> [Description of the task]: Pick out every line below that contains the word "baluster" and copy each one.

> [Stored data]:
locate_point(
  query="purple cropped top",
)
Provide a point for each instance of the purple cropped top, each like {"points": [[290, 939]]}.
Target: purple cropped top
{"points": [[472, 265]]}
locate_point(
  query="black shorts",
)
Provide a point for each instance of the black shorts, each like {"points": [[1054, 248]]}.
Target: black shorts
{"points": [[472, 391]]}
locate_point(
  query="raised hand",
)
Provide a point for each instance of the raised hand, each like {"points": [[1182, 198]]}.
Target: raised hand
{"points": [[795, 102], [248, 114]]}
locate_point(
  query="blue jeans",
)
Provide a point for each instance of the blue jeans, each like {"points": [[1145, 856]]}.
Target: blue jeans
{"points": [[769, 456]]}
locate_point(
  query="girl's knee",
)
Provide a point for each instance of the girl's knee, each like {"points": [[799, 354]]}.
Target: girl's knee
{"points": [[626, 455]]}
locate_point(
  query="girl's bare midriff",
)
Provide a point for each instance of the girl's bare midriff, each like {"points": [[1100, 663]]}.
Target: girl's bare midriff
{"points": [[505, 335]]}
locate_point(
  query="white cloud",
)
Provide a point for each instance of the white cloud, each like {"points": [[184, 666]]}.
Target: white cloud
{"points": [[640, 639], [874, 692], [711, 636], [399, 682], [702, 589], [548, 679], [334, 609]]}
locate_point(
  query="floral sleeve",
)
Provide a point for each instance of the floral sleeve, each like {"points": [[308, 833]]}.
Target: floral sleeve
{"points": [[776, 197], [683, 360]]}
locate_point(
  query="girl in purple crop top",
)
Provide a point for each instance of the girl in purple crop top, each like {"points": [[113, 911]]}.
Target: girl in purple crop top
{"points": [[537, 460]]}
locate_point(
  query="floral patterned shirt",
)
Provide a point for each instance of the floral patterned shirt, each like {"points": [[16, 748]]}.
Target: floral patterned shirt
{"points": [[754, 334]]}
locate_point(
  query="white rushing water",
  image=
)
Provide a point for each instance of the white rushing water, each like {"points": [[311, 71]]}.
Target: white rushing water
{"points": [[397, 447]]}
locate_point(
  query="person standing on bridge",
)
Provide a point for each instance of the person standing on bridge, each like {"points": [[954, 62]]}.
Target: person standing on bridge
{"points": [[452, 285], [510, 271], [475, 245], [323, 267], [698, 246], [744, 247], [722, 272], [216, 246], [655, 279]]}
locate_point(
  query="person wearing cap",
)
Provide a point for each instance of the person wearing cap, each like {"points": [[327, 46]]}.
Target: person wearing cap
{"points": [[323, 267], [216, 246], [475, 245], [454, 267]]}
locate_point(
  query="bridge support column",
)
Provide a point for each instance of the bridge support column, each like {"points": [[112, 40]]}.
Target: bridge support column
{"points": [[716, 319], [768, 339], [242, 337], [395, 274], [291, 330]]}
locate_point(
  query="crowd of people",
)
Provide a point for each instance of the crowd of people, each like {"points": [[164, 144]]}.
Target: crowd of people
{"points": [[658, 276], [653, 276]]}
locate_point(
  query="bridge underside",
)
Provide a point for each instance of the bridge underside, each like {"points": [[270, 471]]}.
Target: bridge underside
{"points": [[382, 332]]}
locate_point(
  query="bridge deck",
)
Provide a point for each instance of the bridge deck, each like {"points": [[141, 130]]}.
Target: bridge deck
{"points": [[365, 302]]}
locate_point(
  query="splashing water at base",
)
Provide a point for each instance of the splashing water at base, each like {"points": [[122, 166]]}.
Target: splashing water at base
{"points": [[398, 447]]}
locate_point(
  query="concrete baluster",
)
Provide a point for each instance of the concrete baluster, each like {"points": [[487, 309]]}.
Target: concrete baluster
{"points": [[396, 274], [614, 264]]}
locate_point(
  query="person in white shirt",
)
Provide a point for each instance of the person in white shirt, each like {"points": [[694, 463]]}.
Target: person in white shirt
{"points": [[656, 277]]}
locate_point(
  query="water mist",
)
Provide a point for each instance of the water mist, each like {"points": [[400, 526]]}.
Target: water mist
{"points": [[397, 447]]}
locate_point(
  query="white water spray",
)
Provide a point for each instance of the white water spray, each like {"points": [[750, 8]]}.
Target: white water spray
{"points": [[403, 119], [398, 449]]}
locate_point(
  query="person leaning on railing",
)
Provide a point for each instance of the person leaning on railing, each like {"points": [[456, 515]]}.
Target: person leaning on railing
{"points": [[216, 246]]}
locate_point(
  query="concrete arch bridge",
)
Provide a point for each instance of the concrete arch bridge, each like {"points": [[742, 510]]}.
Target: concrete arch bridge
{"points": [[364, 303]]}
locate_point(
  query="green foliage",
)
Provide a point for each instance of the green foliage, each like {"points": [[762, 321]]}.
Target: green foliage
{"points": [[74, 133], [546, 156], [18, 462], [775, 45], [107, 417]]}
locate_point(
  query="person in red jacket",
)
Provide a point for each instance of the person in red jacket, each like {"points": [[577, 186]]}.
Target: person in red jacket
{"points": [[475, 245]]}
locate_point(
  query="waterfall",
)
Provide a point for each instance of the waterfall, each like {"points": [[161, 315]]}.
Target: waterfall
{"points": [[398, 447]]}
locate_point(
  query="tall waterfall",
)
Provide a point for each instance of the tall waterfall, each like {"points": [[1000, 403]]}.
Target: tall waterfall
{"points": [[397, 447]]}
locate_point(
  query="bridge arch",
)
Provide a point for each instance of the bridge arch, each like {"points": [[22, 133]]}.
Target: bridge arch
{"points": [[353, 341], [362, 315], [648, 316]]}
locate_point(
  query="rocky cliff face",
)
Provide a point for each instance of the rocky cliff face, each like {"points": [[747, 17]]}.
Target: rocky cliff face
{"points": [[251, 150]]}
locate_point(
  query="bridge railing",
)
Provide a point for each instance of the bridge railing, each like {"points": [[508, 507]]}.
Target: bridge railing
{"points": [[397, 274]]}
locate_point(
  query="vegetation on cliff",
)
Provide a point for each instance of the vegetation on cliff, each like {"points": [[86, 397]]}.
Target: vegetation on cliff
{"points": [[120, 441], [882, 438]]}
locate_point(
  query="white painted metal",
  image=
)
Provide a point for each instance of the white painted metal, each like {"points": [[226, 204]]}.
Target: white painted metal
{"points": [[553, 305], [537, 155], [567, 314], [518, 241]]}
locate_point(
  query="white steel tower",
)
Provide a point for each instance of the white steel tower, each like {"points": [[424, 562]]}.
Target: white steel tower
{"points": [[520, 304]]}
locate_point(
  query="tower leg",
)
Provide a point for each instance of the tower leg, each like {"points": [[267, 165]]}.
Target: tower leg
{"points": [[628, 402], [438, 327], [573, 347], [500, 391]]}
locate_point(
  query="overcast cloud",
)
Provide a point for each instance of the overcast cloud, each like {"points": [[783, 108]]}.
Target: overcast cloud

> [Written response]:
  query="concrete baluster",
Provide a point for each instance of the concrete baluster, each like {"points": [[487, 309]]}.
Target: concrete baluster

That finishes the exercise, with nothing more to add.